Referring expression data:
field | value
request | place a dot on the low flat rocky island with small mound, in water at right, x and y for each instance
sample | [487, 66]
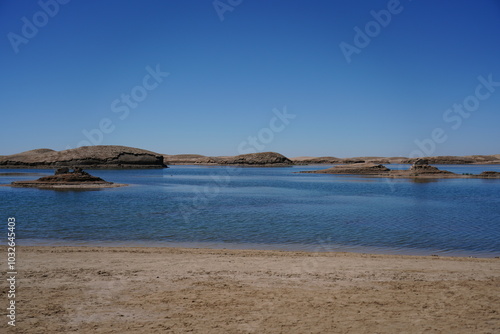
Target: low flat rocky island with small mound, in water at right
[419, 170]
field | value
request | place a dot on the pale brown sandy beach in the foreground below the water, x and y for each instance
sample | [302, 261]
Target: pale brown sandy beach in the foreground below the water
[174, 290]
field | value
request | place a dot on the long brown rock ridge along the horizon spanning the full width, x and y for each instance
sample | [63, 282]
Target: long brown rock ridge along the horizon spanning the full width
[112, 156]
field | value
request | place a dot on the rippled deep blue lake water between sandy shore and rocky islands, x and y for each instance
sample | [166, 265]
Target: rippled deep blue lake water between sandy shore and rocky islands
[266, 208]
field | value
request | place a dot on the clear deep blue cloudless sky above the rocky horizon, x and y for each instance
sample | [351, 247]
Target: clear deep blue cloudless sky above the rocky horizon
[227, 76]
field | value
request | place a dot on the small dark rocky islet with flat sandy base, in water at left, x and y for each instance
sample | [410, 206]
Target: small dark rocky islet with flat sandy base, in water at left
[65, 178]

What is required: Look over the entries for "sample", then copy every line that includes that string.

Answer section:
sample | [487, 66]
sample | [302, 261]
sample | [63, 282]
sample | [166, 265]
sample | [351, 247]
sample | [410, 206]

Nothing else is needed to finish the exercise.